_ЦЕЛЬ ЗАДАНИЯ_
Продолжите текст об Андрее Сахарове, начав сразу после его последнего предложения.

_ИСТОЧНИК_

<<<<

Впервые широкая публика могла зреть его визуально в обличии актёра Николая Бурляева. Появившись на экране в фильме Храбровицкого «Укрощение огня», Сахаров с пол-оборота завёлся на политические темы. А между прочим, на заре туманной юности никаким политиком он не был, да и юность его была вовсе не туманной. Родившись в семье профессора Московского университета, прекрасного физика-методиста Дмитрия Сахарова with a silver spoon in mouth, Андрей Дмитриевич никак не мог избежать карьеры выдающегося учёного. Время было такое, пропитанное научной харизмой.
Его сверстник, а позже друг-соперник Александр Солженицын для разгона тоже подался на физико-математический факультет Ростовского университета. Во всём, конечно, виноват был Ленин. Написав туманную, в немецком стиле книгу «Материализм и эмпириокритицизм», он положил начало новой дисциплине, которую можно назвать «политической физикой». Обнаруженная Лениным связь неисчерпаемости электрона с классовой борьбой и неизбежной победой пролетариата надолго смутила неокрепшие души будущих могильщиков пролетарского государства.
Юношеская любовь с новой силой проснулась в зрелые годы. Добившись впечатляющих успехов в науке и литературе, Сахаров и Солженицын ринулись в горнило борьбы за свободу угнетённого народа. Но, как и их предшественники, Герцен и Аксаков, они по-разному чертили вектор исторического процесса. Конвергенция с Западом по Сахарову – и православная самостийность, бросившая Солженицына на борьбу с жидомасонами.
В конце концов их пути снова сошлись в полном несоответствии действительности и представления о ней. Солженицын поступился художественным даром ради просветительства в пустоте, усилия Сахарова завершились конвергенцией на нижнем потребительском растительном уровне, попросту говоря, гибелью той части общества, чьим выразителем он был – советской интеллигенции.
Политический взлёт Сахарова начался в 1968 году резкой критикой советского руководства за вторжение в Чехословакию. Взлёт был стремительным и ярким оттого, что по гамбургскому счёту именно благодаря ему, яростному оппоненту, партийно-государственная верхушка обладала неслыханной мощью и властью во всемирном масштабе.

>>>>

_ИСХОДНЫЕ ДАННЫЕ_
<<<<

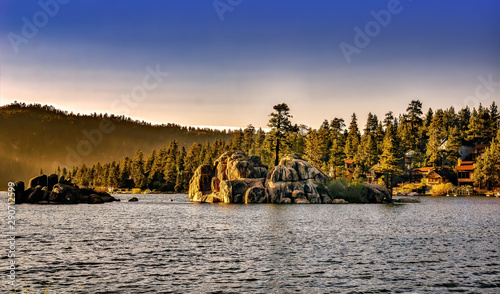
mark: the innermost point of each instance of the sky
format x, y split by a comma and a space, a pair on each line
227, 62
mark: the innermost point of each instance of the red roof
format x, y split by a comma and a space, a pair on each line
465, 168
424, 169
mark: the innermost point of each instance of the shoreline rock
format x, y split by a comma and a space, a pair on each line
237, 178
50, 189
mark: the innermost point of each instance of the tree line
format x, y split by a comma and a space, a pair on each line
432, 139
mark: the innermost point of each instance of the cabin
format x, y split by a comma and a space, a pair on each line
372, 175
349, 167
465, 173
479, 150
418, 174
440, 176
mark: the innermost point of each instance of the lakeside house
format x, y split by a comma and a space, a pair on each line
440, 176
465, 173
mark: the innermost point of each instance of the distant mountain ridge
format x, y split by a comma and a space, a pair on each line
35, 136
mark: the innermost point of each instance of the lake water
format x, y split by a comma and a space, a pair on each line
164, 244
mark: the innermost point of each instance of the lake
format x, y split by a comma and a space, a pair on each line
164, 244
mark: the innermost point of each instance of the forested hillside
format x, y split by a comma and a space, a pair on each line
35, 137
437, 139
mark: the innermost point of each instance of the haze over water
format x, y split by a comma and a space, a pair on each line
444, 244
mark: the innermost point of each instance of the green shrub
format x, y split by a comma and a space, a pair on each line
442, 189
351, 192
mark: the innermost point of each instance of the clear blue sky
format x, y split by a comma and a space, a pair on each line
88, 54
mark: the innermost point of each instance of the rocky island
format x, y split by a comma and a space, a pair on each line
52, 189
237, 178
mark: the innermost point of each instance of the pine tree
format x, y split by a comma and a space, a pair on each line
180, 183
280, 124
237, 140
138, 168
463, 118
192, 161
453, 146
487, 167
389, 161
315, 147
353, 139
437, 136
248, 139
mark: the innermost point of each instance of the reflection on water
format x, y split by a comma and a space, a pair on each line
163, 244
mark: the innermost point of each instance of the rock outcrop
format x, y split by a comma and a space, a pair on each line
51, 190
295, 180
238, 178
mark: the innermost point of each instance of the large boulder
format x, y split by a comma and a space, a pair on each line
62, 193
373, 193
242, 191
51, 181
238, 178
234, 178
294, 179
235, 165
40, 180
200, 184
35, 195
19, 192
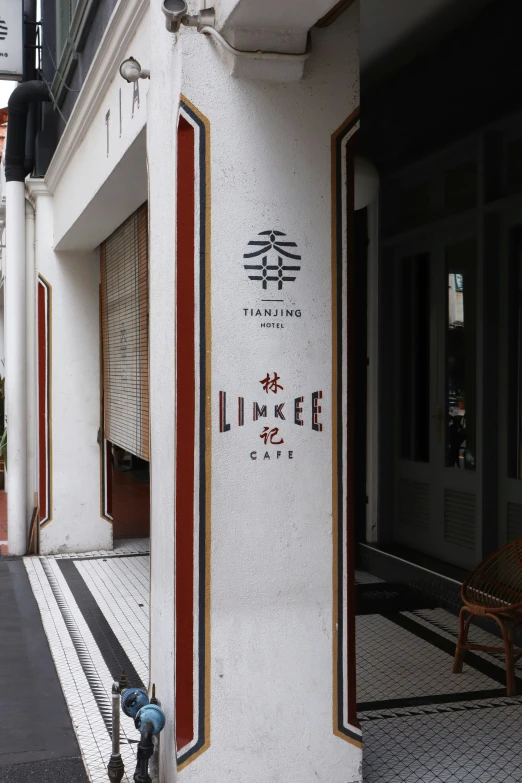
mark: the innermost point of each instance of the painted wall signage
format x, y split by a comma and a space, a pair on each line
11, 40
273, 433
273, 262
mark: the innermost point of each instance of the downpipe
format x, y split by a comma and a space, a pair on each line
31, 329
16, 316
15, 368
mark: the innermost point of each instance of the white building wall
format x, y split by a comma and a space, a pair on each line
270, 579
76, 524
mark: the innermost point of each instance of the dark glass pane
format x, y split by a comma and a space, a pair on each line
515, 360
461, 337
514, 165
414, 358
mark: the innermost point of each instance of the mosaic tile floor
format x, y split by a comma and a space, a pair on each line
421, 723
87, 603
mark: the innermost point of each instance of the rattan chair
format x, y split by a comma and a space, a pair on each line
494, 590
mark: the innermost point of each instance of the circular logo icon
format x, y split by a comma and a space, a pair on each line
271, 258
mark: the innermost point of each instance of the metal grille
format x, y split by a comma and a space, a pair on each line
124, 306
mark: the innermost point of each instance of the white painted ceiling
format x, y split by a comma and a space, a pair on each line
386, 24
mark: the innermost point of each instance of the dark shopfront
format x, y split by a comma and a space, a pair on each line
446, 133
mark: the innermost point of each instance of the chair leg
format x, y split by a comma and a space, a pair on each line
507, 636
464, 623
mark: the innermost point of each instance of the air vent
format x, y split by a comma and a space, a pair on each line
414, 504
460, 518
514, 520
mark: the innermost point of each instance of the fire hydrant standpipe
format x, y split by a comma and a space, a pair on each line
116, 767
149, 719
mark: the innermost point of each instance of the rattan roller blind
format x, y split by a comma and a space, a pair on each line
125, 345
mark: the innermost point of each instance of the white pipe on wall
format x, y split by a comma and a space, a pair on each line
15, 374
30, 325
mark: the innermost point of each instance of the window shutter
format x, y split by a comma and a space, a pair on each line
124, 305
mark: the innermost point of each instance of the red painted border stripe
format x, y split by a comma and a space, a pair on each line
185, 434
42, 401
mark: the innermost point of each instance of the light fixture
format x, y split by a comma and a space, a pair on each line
366, 183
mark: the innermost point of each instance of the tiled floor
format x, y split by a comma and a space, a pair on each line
88, 647
421, 723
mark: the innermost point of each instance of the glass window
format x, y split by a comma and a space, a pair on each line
515, 360
461, 335
414, 303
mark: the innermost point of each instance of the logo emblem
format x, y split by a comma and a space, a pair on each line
271, 254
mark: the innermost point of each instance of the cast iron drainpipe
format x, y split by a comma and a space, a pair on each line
15, 310
145, 751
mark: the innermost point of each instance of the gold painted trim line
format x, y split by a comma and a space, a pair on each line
339, 687
334, 13
202, 160
49, 377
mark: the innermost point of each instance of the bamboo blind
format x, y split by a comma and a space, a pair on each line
125, 345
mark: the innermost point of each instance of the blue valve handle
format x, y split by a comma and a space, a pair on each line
132, 700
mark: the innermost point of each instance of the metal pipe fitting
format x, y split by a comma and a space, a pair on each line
145, 751
116, 767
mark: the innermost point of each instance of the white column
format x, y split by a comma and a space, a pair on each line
15, 384
30, 321
162, 110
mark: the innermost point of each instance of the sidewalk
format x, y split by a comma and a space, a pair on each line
37, 740
95, 611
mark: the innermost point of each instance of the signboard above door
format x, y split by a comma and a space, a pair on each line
11, 39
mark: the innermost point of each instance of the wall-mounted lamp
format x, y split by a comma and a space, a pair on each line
131, 70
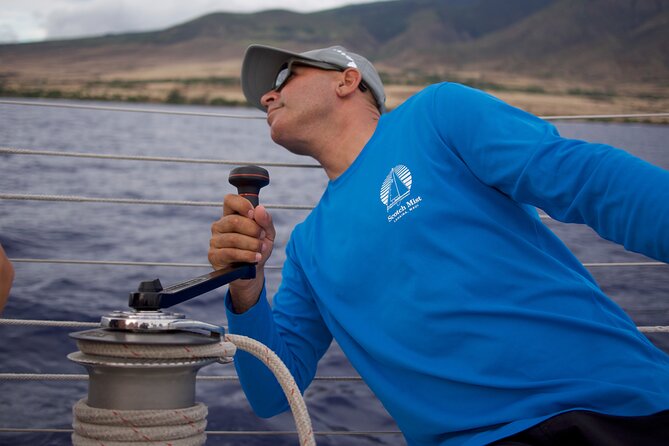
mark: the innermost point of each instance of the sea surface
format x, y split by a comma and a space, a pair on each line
169, 233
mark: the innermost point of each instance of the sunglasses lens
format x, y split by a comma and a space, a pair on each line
281, 78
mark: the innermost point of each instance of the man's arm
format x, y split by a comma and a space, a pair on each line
294, 329
623, 198
6, 278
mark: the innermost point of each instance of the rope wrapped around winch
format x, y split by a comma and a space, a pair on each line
175, 427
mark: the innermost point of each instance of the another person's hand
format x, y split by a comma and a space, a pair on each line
6, 278
243, 234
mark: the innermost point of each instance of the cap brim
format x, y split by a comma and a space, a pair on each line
259, 69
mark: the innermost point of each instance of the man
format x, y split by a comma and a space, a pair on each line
6, 278
427, 262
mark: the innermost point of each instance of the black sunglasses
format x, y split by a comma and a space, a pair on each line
286, 71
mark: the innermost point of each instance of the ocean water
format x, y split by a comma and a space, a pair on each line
163, 233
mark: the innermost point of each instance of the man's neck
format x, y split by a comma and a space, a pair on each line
341, 143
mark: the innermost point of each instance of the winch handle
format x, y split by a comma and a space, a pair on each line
151, 296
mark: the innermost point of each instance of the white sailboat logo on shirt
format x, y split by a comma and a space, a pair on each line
396, 186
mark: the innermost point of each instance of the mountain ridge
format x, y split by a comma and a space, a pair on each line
588, 46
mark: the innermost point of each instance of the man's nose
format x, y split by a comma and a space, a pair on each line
269, 97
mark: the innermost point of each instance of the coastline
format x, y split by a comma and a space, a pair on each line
538, 96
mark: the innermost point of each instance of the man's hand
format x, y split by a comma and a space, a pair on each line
243, 234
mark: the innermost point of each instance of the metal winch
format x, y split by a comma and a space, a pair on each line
130, 359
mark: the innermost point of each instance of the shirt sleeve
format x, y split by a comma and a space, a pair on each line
293, 329
623, 198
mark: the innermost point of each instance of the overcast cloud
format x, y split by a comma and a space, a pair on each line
35, 20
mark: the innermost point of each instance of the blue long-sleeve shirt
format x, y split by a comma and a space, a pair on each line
427, 262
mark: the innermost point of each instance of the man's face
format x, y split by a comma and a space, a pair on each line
299, 105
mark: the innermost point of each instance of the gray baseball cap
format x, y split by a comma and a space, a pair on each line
262, 64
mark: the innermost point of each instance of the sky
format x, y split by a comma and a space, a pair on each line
37, 20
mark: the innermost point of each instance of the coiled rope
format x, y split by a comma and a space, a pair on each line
125, 431
94, 426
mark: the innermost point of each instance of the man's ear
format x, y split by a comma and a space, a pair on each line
348, 82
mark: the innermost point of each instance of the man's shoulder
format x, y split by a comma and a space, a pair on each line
440, 92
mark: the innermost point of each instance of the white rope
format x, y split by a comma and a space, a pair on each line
84, 377
218, 433
224, 349
16, 151
286, 381
131, 109
95, 426
79, 199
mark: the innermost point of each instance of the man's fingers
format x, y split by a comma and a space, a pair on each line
220, 258
264, 219
236, 204
236, 224
238, 241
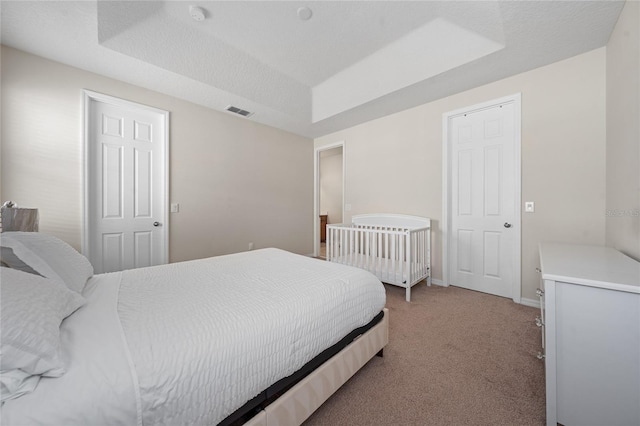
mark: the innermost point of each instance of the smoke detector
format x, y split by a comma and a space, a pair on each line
238, 111
197, 13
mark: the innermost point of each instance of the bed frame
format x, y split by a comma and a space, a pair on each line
295, 405
396, 248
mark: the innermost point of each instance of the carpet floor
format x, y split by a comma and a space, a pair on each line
455, 357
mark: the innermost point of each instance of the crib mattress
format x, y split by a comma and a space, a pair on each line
387, 271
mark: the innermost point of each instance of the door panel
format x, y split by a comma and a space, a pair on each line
126, 154
483, 199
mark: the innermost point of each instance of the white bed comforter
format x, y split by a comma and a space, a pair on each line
191, 342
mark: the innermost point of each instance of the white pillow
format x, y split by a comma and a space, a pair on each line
33, 308
50, 257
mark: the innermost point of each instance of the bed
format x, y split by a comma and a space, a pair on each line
261, 337
396, 248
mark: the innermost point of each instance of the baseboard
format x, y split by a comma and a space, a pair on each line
438, 282
534, 303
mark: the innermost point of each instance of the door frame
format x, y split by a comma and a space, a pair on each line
88, 97
516, 99
316, 189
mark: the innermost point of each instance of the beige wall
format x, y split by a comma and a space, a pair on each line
236, 181
331, 184
394, 164
623, 133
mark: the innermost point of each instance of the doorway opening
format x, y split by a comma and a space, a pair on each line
329, 192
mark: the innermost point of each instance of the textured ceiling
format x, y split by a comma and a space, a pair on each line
351, 62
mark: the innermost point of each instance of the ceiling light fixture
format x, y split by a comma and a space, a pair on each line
197, 13
305, 13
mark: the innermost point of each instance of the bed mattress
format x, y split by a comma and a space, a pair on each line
191, 342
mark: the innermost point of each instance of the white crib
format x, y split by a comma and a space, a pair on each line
396, 248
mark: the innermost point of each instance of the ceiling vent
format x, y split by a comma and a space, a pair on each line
239, 111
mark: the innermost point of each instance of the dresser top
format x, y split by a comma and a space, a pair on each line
594, 266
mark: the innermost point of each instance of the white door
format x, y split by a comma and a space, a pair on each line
126, 149
484, 200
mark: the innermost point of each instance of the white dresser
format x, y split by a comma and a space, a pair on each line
591, 328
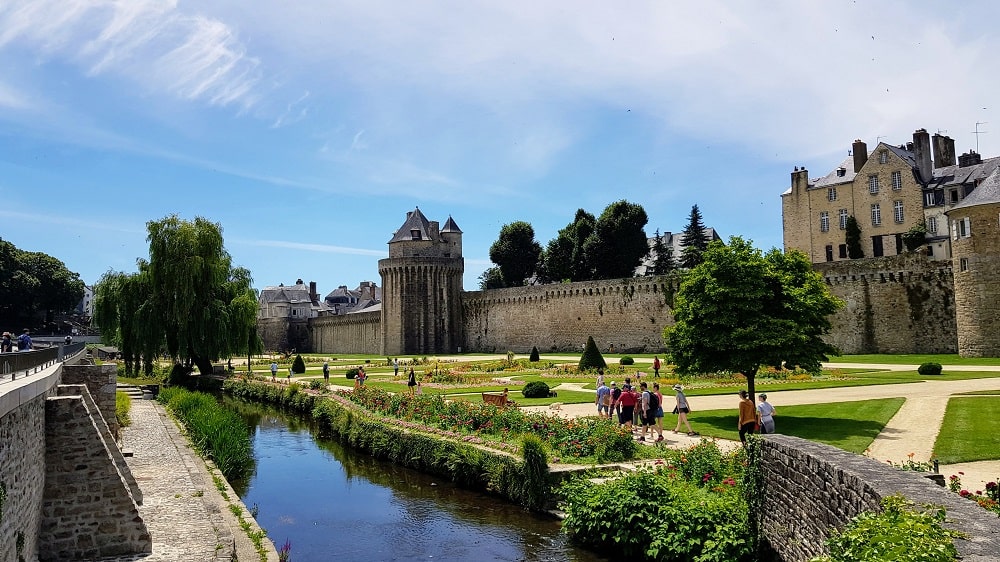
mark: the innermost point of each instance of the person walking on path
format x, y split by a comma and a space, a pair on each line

>>>>

_ОТВЕТ НА ЗАДАНИЕ_
Шли годы. Дружными и согласованными усилиями западные либералы и отечественные партократы взметнули популярность трижды героя на недосягаемую высоту, и в конце 1980-х настал его звёздный час.
Нет никакого сомнения, что, доживи Сахаров до выборов президента СССР, песенка Горбачёва была бы спета на полтора года раньше, и сам Андрей Дмитриевич мог занять высший пост. Остаётся только гадать, куда повернул бы штурвал истории новый капитан: распался бы Союз, затопили бы «Мир» вместе с великой наукой и атомоходом «Курск», или эксцессы смягчились, и здравый смысл не испарился бы из умов элиты, пришедшей во власть под сахаровскими знамёнами. Однако факт остаётся фактом: кровь полилась рекой, танки палили по русским людям в центре Москвы, а сама элита превратилась в банду мародёров.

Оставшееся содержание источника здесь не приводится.